> SELECTED EXTRACT
........

Steamboat Youth Hockey gets creative, perseveres through 2020-21 season
Special to Steamboat Pilot & Today
STEAMBOAT SPRINGS — The 2020-21 Steamboat Stampede Youth Hockey season brought a set of challenges that the sport has never before encountered. With the uncertainty of the season, there was a strong unified message: Do what it takes to save our season and keep our kids engaged in hockey. For some kids, it is the only group interaction they get while participating in remote learning. Their physical health, mental health and general well-being is supported by participation in youth hockey. Providing a sense of normalcy and camaraderie in an environment that changes by the minute has been more important than ever this year.
“The hardest part of this season so far,” 11-year-old Steamboat Stampede player Shea Shorland said, “is we haven’t gotten to hang out with our team as much or have as many games.”
When they have been able to come to the rink, their faces light up when they see each other for practice, and the team unity is evident as teams grow together.
“They continue to stay on top of the challenge of the ever changing rules, creating an opportunity where youth hockey can still operate and also stay within the compliance of the county and the state,” Steamboat Stampede Youth Hockey Director Ryan Dingle said.
One of the changes is visible as soon as you walk in the door of Howelsen Hill Ice Rink. A tablet is positioned on a stand when you walk through the door. The device senses body temperature, flashes the reading in green across the screen and says “normal temperature.” Players, coaches and spectators are then allowed to proceed into the rink.
A major change that programs across the country had to adjust to is that players and coaches are required to wear a mask while playing the fastest game on ice. If the mask falls below the nose, the referee issues a warning to that team. The Steamboat Stampede organization supplied each player and coach with a Steamboat Stampede buff to support this new safety measure.

........

> GIVEN DATA
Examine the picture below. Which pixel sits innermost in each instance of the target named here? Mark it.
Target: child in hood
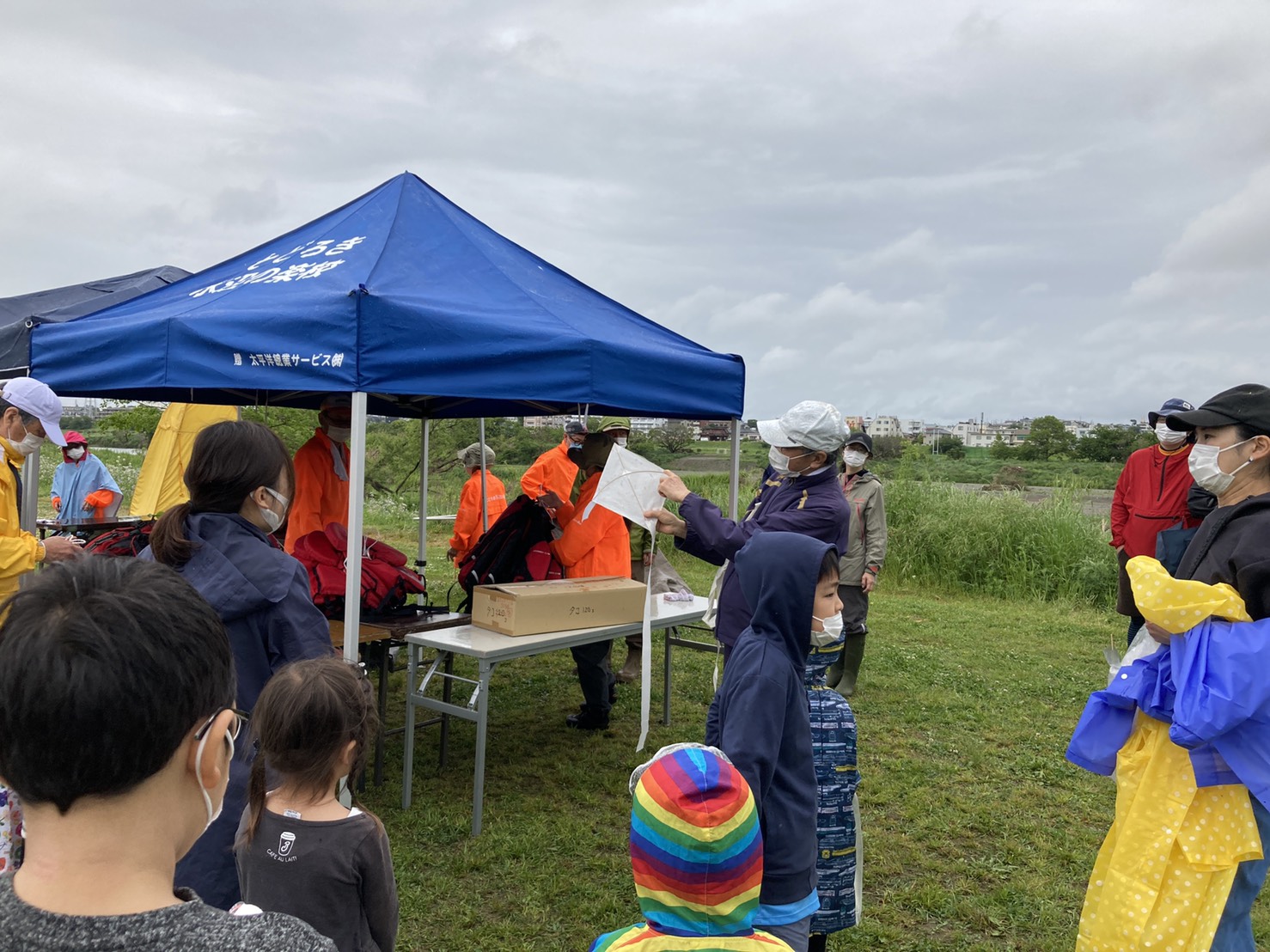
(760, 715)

........

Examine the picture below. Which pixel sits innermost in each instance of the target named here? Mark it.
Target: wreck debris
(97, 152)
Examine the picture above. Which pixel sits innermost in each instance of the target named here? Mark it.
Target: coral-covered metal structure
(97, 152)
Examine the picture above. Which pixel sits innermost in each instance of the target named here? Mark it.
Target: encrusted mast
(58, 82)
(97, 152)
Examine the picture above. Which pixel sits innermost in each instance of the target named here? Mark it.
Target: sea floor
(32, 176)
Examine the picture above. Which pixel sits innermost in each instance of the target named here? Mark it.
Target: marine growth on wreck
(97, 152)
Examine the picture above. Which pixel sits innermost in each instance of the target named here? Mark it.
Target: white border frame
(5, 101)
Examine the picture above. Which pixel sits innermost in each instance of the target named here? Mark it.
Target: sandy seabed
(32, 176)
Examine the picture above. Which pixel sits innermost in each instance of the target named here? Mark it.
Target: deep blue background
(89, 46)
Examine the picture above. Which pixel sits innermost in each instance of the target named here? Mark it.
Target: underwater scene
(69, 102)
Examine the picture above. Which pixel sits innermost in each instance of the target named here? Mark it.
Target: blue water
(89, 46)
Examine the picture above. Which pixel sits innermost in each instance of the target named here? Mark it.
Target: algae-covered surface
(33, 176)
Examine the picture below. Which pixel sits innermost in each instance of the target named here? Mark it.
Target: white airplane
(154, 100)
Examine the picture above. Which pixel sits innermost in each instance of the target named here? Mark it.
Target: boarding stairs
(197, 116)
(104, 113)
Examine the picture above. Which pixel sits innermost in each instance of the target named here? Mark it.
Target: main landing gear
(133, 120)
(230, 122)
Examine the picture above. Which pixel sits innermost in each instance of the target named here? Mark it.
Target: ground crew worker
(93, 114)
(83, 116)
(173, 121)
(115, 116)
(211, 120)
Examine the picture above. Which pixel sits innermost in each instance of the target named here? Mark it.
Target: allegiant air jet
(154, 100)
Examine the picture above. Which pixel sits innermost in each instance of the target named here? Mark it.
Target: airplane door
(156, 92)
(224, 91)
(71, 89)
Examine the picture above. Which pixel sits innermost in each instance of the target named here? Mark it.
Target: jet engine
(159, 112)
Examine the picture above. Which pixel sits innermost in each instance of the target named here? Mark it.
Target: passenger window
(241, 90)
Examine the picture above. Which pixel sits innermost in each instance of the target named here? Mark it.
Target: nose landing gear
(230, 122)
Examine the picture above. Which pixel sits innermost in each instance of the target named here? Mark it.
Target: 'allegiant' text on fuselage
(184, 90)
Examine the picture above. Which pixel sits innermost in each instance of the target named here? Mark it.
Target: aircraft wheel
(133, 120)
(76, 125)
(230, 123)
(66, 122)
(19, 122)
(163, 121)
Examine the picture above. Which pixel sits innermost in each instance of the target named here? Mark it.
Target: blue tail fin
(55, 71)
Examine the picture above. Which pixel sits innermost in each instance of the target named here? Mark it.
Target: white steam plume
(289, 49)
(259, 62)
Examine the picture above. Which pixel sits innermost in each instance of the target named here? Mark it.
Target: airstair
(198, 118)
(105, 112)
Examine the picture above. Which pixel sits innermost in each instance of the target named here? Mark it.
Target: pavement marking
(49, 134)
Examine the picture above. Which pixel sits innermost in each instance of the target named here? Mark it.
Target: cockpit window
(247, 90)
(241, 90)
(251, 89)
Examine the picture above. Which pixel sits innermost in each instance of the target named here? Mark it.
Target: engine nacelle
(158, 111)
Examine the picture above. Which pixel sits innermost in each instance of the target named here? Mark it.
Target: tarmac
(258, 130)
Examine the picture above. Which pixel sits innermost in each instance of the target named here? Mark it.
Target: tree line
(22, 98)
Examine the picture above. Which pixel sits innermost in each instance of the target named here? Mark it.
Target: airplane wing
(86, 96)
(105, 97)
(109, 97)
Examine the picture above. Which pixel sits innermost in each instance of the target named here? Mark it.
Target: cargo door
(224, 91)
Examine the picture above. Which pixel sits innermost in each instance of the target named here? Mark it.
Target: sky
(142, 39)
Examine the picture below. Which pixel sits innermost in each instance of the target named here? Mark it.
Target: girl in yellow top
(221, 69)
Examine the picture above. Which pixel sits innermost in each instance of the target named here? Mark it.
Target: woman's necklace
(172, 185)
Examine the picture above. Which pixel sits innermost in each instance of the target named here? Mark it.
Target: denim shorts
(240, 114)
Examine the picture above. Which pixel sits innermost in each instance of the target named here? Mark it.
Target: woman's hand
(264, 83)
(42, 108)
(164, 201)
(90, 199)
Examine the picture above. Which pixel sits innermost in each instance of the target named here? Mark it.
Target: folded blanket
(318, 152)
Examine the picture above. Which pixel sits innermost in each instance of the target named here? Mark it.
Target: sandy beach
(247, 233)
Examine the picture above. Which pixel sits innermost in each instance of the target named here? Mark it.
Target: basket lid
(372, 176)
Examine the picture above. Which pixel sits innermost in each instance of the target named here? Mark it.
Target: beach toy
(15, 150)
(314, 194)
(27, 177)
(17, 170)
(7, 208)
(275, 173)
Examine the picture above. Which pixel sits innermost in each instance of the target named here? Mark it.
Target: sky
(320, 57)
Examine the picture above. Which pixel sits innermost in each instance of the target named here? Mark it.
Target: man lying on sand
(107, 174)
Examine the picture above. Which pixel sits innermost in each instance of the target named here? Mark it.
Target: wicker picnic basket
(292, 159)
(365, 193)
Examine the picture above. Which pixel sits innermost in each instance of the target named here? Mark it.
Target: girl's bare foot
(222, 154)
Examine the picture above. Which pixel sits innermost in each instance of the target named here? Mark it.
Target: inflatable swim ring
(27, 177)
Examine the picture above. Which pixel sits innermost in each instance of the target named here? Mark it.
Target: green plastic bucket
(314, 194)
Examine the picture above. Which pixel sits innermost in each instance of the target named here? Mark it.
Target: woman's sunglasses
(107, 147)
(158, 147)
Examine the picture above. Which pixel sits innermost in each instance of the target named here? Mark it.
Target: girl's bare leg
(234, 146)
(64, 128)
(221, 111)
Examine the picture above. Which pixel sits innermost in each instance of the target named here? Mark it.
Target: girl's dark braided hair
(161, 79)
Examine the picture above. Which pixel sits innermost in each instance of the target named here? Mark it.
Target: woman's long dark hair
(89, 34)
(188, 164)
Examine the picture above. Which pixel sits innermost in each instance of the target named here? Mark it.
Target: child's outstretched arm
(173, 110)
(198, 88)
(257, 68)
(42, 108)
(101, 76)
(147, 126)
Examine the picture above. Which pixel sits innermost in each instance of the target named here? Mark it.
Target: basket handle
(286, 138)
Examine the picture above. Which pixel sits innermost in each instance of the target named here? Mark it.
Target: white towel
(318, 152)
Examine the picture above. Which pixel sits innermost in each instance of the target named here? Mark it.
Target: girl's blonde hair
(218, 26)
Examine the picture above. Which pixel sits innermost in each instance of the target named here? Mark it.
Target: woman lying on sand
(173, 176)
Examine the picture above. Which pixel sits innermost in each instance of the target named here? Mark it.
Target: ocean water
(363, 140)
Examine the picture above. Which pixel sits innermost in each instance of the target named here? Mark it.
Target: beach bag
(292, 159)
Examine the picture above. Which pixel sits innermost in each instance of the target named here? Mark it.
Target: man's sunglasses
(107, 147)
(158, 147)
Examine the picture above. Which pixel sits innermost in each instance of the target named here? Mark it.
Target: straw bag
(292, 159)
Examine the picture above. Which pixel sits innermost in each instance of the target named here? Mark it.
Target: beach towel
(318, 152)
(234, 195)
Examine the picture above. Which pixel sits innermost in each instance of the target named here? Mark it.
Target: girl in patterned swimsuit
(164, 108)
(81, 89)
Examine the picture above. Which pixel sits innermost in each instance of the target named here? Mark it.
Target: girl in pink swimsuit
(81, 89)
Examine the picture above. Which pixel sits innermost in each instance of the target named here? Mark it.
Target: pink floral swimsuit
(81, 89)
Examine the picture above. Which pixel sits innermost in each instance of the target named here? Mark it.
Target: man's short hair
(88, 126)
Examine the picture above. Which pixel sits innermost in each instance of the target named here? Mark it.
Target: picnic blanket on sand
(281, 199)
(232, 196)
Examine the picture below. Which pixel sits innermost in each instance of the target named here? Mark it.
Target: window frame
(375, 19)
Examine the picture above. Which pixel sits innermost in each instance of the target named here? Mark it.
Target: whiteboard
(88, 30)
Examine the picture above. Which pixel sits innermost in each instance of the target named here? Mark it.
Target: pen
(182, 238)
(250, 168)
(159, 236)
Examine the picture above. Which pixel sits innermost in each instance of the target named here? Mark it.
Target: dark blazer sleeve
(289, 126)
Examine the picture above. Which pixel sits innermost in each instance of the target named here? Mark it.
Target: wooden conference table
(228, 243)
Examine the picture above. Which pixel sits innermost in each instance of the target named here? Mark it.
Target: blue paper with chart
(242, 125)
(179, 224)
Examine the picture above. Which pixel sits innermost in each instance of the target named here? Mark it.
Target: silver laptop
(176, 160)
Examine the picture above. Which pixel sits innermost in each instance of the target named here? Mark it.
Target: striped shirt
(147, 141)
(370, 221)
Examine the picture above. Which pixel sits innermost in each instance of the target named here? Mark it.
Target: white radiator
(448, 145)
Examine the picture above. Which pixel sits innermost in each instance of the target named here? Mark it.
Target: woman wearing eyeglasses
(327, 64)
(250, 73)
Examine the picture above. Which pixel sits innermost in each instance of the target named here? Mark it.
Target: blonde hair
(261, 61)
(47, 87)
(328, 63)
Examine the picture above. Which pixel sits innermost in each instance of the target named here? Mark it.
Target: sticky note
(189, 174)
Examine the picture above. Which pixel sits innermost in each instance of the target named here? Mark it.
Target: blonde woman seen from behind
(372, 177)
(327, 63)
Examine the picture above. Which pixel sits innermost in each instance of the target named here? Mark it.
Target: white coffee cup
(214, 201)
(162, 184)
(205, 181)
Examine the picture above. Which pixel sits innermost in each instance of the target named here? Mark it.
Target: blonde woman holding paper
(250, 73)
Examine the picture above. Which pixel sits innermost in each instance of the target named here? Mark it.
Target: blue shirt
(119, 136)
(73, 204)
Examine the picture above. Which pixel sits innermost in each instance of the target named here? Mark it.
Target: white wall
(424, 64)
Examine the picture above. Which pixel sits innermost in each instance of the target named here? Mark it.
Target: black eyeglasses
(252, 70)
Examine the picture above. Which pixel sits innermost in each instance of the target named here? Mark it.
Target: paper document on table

........

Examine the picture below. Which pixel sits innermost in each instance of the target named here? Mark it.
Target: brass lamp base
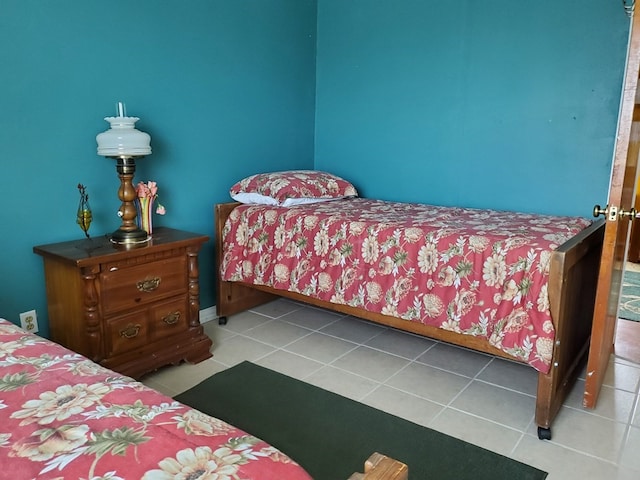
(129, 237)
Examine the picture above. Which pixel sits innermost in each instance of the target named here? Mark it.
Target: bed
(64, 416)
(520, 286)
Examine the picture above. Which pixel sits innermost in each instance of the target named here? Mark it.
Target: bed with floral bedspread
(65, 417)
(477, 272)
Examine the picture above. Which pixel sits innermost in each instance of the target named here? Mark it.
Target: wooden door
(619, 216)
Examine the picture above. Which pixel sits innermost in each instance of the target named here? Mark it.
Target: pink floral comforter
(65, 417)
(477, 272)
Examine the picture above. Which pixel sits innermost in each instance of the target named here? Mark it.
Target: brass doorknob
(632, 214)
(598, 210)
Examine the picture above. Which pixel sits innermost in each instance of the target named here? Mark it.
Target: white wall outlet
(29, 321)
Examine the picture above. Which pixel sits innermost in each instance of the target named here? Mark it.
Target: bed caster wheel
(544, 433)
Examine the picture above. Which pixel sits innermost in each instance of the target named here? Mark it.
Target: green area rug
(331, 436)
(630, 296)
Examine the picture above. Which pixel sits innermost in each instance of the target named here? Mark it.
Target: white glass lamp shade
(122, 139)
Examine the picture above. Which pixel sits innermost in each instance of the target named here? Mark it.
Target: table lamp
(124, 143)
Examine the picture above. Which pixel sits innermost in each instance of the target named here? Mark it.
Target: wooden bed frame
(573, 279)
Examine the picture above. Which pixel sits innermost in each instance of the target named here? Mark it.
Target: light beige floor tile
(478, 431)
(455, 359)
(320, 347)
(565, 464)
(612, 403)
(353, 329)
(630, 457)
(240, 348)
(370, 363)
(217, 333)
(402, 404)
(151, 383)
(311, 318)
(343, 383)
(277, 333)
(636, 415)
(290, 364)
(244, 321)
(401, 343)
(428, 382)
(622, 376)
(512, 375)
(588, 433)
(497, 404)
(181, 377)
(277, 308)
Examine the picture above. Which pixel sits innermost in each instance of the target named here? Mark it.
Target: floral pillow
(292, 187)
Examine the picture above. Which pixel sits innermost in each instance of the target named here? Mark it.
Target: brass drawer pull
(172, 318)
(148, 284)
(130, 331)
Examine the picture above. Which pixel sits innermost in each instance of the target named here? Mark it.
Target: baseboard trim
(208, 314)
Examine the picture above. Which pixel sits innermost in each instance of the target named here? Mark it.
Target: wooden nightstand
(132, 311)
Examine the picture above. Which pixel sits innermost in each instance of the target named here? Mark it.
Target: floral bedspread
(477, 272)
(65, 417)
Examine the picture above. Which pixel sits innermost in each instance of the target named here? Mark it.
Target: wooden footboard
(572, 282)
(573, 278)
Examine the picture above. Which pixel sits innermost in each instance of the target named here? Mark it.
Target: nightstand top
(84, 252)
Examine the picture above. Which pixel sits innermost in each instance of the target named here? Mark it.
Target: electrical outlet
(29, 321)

........

> DIRECTIONS
- a) Duplicate the passage from the youth hockey article starting at "When they have" and ending at "Ryan Dingle said.".
- b) In the youth hockey article, what happens if a player's mask falls below the nose during play?
- c) Take the article on the Steamboat youth hockey season further, beginning after its final sentence.

> ANSWERS IN ORDER
- a)
When they have been able to come to the rink, their faces light up when they see each other for practice, and the team unity is evident as teams grow together.
“They continue to stay on top of the challenge of the ever changing rules, creating an opportunity where youth hockey can still operate and also stay within the compliance of the county and the state,” Steamboat Stampede Youth Hockey Director Ryan Dingle said.

- b) The referee issues a warning to that team.

- c)
In late fall, everything changed. The city of Steamboat Springs went level red on the state’s COVID-19 dial, which meant no gatherings inside with more than 10 people. This put an indefinite end to team practices. Ice practices went to Zoom practices. Players traded seeing each other on a sheet of ice to seeing each other on a screen. Coaches got creative with off-ice challenges, sharing links to watch professional game footage and providing hope and encouragement that our rink would once again open to continue the season.
“The best unforeseen positive is appreciating every opportunity you get to play hockey,” U12 coach Diane Dwire said. “In the past, with hockey season being so demanding and so long, it was easy to take it for granted.”
Locker rooms that had been closed most of the season finally opened again. There is a 25% capacity, so few parents are able to watch practice, far different from last year when parents could gather in the lobby and in the bleachers to watch their children on the ice.
Away games were filmed so parents could later see their child’s strong hustle or winning goal after the game by clicking a link on their smartphone. A few outdoor games finally gave parents the opportunity to see their child play and their child a moment to feel family support at the game.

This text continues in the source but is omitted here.